**QUOTED PASSAGE:**
_____
RAPID AND PUNCTUATED VERTICAL STRAIN ALONG THE LEADING EDGE OF THE CENTRAL CALIFORNIA COAST RANGE: A MULTI-PROXY APPROACH

The Santa Lucia range of central California has exhumed faster and more than many transpressional reaches along the main San Andreas fault system, yet its bounding fault system, the San Gregorio-Hosgri fault (SGHF), is not well understood. The history of vertical strain is examined using a multi-proxy approach with zircon and apatite (U-Th)/He thermochronometry, deformed marine terraces, geomorphic metrics of erosion, and basin analysis.

Cooling ages indicate rapid late Miocene cooling along the entire 90 km southwest flank of the range; a ~6 Ma onset is most consistent with available constraints, but a range of ~5–10 Ma is permissible. Exhumation rate is strongly correlated with proximity to the SGHF: within a few km of the fault apatite rates are ~0.35–1.1 mm/yr and zircon rates are ~0.2–0.7 mm/yr. Rates from both are <0.2 mm/yr beyond ~7 km NE of the fault or SW across its trace. Deformed marine terraces are 3–5 times higher NE of the SGHF and decay to regional values over a ~5 km-wide zone; elevations drop rapidly SW across the fault. SE of the SGHF-Oceanic fault junction the terrace uplift pattern reverses and suggests that the Oceanic fault transfers vertical strain inland. At a range-wide scale, geomorphic metrics of erosion correlate well with exhumation and suggest that the range is perhaps near long-term equilibrium between uplift and erosion. Normalized channel steepness is highest NE of the SGHF and decays with distance from the fault, even after controlling for lithology.

Each of these data sets show a strikingly similar pattern of vertical strain and together indicate that uplift and exhumation has been focused along the NE side of the SGHF since the late Miocene. From a longer-term perspective, analysis of ~70 m.y. of basin fill in the Santa Lucia range suggests that the post-Miocene event is the most recent in a cyclic pattern of uplift and subsidence which began with crustal restructuring that exhumed mid-crustal rocks in the late Cretaceous. In this light, the accumulation of vertical strain along this portion of the plate boundary appears to be a persistent theme and may be symptomatic of the dynamics of highly oblique plate boundaries. We posit that the vertical cycling results from strong rheologic contrasts created by the emplacement of schist beneath a more-rigid Salinian lid.
_____
**DATA EXTRACT:**
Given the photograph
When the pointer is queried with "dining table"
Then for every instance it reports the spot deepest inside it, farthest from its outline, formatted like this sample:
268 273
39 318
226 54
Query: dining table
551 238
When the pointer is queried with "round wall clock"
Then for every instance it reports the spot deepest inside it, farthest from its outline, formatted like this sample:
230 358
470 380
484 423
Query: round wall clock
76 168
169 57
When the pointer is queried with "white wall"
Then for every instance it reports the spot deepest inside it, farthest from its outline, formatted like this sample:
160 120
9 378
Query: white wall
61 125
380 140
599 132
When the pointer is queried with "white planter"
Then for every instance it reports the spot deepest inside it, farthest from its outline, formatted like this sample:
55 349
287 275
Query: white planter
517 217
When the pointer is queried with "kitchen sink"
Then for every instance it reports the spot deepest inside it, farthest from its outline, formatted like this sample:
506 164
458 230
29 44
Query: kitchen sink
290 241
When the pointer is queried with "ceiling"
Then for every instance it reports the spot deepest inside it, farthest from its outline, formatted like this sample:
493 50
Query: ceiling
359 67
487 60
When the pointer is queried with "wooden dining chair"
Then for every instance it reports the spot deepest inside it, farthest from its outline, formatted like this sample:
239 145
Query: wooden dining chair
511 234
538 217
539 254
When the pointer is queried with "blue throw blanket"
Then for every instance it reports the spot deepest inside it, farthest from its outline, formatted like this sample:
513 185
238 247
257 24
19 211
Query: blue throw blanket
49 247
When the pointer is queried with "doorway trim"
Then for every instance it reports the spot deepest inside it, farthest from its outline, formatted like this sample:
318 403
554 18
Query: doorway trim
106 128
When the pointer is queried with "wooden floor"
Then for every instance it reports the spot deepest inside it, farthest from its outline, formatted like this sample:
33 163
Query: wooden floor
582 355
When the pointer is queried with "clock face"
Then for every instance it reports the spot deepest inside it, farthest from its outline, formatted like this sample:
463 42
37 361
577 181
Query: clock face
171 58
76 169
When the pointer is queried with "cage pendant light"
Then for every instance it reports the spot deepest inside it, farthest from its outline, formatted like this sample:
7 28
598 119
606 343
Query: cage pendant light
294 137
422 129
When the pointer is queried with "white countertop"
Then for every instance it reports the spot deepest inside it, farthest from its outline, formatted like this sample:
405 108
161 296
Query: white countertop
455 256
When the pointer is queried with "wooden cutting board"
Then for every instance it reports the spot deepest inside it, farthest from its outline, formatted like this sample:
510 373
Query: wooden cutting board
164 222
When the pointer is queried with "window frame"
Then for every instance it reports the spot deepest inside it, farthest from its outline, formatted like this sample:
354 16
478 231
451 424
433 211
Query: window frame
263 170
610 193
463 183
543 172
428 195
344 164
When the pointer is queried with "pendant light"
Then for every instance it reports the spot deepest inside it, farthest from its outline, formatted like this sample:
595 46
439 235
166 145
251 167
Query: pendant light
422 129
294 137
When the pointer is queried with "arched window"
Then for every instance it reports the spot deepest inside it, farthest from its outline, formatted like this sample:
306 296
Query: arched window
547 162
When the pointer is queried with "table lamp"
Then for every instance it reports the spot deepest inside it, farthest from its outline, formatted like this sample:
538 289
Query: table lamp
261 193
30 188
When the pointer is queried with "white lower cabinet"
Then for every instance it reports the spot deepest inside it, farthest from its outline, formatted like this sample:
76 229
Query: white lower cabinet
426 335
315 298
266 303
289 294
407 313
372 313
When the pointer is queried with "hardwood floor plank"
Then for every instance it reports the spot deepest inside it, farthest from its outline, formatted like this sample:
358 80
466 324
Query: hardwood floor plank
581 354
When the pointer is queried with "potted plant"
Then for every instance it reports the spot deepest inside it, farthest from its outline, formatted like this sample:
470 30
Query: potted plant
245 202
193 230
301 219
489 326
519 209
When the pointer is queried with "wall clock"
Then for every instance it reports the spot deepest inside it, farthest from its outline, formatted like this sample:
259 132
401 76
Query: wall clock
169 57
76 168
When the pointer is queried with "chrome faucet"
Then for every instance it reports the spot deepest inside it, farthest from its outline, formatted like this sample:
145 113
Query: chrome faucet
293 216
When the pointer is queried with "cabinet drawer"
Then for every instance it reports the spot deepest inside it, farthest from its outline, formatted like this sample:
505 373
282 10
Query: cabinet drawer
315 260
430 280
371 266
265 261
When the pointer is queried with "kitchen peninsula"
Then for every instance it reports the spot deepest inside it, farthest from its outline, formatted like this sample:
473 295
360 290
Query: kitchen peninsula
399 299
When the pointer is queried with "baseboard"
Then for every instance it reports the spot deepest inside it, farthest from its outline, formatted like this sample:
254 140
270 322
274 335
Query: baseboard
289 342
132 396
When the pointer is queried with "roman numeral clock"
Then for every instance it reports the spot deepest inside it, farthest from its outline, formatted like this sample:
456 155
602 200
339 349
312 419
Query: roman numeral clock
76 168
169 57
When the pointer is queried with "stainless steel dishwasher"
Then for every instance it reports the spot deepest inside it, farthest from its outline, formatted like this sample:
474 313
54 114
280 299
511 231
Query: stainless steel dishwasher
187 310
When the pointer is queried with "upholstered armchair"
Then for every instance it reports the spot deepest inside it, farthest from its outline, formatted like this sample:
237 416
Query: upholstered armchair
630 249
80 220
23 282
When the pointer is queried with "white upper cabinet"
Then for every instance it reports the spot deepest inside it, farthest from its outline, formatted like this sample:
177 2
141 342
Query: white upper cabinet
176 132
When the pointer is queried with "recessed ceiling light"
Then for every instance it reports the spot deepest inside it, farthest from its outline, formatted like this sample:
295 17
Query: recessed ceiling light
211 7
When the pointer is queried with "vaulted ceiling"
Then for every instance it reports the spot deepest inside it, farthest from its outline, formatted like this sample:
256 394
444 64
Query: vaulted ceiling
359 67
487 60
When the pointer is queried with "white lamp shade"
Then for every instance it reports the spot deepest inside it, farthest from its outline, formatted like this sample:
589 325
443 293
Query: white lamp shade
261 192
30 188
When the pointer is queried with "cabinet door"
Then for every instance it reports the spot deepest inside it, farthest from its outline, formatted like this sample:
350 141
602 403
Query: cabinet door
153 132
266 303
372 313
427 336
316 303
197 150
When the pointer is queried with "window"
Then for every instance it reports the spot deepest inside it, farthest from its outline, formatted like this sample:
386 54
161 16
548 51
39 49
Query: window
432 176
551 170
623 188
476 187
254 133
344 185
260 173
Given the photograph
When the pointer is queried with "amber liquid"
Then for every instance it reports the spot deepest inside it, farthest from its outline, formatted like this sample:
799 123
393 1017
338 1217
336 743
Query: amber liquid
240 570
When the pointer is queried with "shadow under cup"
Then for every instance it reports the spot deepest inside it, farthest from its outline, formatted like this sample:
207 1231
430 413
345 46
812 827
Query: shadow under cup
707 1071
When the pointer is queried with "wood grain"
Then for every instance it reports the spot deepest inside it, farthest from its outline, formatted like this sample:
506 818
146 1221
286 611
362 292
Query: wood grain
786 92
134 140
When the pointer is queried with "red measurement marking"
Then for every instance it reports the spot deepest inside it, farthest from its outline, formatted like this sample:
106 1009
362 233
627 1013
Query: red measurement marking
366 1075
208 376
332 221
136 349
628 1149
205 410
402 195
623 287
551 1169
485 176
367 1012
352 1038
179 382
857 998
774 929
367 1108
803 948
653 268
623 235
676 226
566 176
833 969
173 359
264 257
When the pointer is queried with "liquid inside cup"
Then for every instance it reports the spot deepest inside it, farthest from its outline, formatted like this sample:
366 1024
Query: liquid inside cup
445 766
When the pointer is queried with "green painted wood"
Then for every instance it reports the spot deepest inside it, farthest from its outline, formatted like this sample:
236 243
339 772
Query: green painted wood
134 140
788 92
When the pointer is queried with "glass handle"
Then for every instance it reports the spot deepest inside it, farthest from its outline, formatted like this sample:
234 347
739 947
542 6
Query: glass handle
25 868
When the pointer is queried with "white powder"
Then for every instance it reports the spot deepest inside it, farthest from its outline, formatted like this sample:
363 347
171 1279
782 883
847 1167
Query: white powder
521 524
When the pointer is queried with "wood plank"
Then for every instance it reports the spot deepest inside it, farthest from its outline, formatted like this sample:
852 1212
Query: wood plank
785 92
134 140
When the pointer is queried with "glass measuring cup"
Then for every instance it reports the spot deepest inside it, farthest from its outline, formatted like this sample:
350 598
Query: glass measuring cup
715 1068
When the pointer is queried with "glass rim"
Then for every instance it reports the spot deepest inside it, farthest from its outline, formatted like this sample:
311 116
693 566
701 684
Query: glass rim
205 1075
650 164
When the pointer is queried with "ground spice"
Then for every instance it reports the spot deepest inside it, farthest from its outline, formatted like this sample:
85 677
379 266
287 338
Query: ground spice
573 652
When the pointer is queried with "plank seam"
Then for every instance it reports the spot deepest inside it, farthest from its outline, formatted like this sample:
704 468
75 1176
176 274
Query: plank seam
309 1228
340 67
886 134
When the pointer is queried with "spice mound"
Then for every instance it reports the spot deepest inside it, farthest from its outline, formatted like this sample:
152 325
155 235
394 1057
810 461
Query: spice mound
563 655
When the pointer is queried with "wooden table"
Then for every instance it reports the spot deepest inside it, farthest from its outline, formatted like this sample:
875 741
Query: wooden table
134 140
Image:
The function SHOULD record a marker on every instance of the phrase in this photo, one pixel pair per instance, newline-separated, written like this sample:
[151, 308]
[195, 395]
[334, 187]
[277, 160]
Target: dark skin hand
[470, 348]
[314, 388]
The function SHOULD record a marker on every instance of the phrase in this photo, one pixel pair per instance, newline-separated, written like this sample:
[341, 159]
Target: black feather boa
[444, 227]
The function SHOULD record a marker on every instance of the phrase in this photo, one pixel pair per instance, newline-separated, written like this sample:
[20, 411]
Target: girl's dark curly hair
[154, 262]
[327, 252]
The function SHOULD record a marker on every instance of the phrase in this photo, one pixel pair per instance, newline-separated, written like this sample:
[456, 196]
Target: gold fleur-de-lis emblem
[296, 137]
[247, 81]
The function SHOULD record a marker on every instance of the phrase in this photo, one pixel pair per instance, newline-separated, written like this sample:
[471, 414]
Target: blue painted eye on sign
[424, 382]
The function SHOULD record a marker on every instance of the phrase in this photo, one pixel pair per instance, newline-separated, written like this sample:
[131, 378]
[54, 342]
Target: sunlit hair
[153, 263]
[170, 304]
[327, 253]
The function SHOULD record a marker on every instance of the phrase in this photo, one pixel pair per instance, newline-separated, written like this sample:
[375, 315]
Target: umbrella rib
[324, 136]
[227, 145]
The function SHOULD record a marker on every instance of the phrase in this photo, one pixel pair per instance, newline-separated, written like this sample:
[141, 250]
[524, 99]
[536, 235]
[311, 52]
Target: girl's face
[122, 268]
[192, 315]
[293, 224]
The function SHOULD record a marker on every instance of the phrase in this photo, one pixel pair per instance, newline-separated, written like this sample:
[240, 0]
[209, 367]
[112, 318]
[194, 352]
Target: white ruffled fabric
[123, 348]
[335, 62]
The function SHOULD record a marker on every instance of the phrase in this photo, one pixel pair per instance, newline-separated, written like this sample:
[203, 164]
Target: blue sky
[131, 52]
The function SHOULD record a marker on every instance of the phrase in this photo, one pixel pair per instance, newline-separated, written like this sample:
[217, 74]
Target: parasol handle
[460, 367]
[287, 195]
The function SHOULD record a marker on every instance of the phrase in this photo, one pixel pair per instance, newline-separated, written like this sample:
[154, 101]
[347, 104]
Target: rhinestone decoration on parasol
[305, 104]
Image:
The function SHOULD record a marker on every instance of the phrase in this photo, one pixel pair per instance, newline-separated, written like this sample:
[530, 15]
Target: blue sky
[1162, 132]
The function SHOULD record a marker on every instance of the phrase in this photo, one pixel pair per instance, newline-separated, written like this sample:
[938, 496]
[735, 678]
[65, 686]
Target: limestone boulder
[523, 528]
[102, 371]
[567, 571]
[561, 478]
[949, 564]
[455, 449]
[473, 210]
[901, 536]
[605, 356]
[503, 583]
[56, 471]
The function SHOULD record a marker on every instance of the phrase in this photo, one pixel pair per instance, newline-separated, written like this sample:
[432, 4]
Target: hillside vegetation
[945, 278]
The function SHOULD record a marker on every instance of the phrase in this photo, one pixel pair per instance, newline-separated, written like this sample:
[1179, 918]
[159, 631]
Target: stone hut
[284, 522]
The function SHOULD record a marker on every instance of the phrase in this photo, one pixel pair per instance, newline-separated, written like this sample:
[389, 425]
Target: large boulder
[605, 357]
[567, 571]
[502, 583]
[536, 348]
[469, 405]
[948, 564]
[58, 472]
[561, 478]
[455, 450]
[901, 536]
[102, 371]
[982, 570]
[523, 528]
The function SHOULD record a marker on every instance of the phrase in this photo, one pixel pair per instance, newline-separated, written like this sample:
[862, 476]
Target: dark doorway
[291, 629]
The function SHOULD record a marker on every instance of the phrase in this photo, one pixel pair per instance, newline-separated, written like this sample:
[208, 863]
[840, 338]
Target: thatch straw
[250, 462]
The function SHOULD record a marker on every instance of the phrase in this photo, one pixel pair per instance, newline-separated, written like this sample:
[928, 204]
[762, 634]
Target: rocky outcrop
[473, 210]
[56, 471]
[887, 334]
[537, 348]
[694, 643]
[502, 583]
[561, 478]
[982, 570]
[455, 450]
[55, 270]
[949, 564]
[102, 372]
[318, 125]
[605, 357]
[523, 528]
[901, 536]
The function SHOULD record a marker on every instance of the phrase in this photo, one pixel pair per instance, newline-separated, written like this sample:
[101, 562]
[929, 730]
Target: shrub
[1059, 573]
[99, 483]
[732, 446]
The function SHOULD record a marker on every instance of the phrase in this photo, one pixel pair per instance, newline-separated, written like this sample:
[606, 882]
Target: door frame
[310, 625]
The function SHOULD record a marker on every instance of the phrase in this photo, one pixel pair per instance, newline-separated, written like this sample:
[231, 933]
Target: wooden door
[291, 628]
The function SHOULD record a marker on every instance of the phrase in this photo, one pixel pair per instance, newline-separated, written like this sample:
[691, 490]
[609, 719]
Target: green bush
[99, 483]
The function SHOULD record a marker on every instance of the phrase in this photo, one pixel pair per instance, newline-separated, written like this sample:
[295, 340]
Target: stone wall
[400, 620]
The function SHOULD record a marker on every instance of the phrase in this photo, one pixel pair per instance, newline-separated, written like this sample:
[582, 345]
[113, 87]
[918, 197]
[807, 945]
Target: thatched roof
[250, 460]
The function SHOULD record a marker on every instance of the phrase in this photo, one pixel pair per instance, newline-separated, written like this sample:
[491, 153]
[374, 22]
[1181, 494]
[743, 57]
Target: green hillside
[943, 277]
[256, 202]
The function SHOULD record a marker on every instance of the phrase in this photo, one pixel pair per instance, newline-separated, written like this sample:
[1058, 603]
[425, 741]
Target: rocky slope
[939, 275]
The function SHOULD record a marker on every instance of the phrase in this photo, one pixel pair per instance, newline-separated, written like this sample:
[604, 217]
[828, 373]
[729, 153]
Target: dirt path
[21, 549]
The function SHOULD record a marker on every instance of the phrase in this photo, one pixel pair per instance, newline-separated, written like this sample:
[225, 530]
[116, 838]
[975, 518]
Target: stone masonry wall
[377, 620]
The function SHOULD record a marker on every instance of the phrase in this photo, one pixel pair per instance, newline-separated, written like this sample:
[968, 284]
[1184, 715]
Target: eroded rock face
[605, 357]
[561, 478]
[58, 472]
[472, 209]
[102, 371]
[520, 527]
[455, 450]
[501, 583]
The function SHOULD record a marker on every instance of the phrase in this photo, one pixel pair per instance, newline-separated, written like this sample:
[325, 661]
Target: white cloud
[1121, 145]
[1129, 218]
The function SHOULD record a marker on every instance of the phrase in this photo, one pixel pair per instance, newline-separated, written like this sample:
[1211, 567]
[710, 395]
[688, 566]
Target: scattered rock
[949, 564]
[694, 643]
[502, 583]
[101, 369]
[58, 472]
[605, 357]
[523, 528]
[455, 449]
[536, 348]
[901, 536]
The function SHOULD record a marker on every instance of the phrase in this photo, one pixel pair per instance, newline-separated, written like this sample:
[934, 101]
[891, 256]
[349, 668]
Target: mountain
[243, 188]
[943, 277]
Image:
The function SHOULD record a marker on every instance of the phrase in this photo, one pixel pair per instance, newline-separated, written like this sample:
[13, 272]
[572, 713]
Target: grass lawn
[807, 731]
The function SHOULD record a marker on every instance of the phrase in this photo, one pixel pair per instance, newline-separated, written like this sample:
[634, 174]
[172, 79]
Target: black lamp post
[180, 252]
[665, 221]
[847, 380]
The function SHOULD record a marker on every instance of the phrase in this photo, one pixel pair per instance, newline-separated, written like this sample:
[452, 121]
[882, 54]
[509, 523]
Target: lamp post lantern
_____
**LIST OF TASKS:**
1. In the abstract on the Santa Lucia range, what onset age for the rapid late Miocene cooling is most consistent with available constraints?
2. Return the passage of the Santa Lucia range abstract from "Each of these" up to and including "more-rigid Salinian lid.", copied word for word.

**SOLUTION LIST:**
1. About 6 Ma (~6 Ma).

2.
Each of these data sets show a strikingly similar pattern of vertical strain and together indicate that uplift and exhumation has been focused along the NE side of the SGHF since the late Miocene. From a longer-term perspective, analysis of ~70 m.y. of basin fill in the Santa Lucia range suggests that the post-Miocene event is the most recent in a cyclic pattern of uplift and subsidence which began with crustal restructuring that exhumed mid-crustal rocks in the late Cretaceous. In this light, the accumulation of vertical strain along this portion of the plate boundary appears to be a persistent theme and may be symptomatic of the dynamics of highly oblique plate boundaries. We posit that the vertical cycling results from strong rheologic contrasts created by the emplacement of schist beneath a more-rigid Salinian lid.